- Task instructions: Turn each line of the records below into an item of a numbered list, omitting any blank lines.

- Excerpts from a detection dataset:
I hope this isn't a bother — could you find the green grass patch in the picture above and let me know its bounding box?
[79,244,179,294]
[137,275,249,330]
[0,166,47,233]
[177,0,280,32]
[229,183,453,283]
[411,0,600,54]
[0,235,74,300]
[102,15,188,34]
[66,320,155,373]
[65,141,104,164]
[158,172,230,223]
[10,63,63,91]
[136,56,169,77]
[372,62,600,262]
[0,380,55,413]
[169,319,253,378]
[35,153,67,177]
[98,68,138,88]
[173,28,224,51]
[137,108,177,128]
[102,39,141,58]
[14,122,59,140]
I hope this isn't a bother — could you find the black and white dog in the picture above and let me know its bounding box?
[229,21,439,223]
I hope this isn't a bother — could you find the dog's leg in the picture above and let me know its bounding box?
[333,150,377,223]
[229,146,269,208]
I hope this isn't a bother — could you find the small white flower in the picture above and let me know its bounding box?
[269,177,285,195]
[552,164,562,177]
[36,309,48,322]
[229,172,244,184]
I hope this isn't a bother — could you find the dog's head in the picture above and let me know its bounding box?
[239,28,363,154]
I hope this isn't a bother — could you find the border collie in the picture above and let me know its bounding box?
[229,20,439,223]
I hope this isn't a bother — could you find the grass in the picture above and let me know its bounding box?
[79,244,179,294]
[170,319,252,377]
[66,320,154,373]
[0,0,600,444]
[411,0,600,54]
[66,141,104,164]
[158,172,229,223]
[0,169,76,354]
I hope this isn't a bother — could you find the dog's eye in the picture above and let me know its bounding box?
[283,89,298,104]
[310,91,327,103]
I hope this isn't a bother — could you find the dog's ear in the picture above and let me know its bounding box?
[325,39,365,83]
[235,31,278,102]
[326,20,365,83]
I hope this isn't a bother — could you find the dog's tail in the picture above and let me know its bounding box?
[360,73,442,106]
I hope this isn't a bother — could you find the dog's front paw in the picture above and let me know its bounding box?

- Finished exercise:
1. I hope this isn't a bother — could you find the green grass patch in the picture above and let me know its bounding box?
2. [79,244,179,294]
3. [137,275,249,330]
4. [0,166,47,233]
5. [177,0,280,32]
6. [229,183,453,283]
7. [411,0,600,54]
8. [0,235,74,300]
9. [102,15,188,34]
10. [66,320,155,373]
11. [65,141,104,164]
12. [158,172,230,223]
13. [10,63,63,91]
14. [136,56,169,77]
15. [372,62,600,262]
16. [0,380,55,413]
17. [169,319,253,378]
18. [35,153,67,177]
19. [98,68,138,88]
20. [173,28,224,51]
21. [137,108,177,128]
22. [102,39,141,58]
23. [14,122,59,140]
24. I hope this isn't a bother — could you find the black and white dog in the picture above and let me know its bounding box?
25. [229,21,439,223]
26. I hope this isn't a bother — could you find the dog's leg in the picture above and let me know its bounding box?
27. [333,150,377,223]
28. [229,146,269,208]
29. I hope this isn't a bother — could you find the small white flower in the picture above and let me know its bounding box?
30. [269,177,285,195]
31. [552,164,562,177]
32. [36,309,48,322]
33. [229,172,244,184]
34. I hope this isn't a bother — could you find the dog's head in the picture above and let me know its bounding box?
35. [239,28,363,154]
36. I hope this isn't a bother — could you find the border collie in the picture above and let me know its bounding box?
37. [229,20,439,223]
38. I hope this isn't a bother — could you find the grass in the picture above and let me know its bounding box?
39. [79,244,179,294]
40. [170,319,252,377]
41. [66,320,154,373]
42. [0,0,600,444]
43. [411,0,600,54]
44. [66,141,104,164]
45. [158,172,229,223]
46. [0,169,76,354]
47. I hope this isn't a bother — could you find the dog's eye in the picture above and let me know its bounding box?
48. [283,89,298,104]
49. [310,91,327,103]
50. I hope this isn't a bother — could you find the dog's ear in the picture above and let me know its bounding box?
51. [325,39,365,83]
52. [235,31,278,102]
53. [326,20,365,83]
54. I hope this isn't a bother — could you find the dog's tail in the picture above and let me know its bounding box?
55. [360,73,442,106]
56. I hope this isn't a bother — could you find the dog's front paw in the picture above and let me know its bounding box?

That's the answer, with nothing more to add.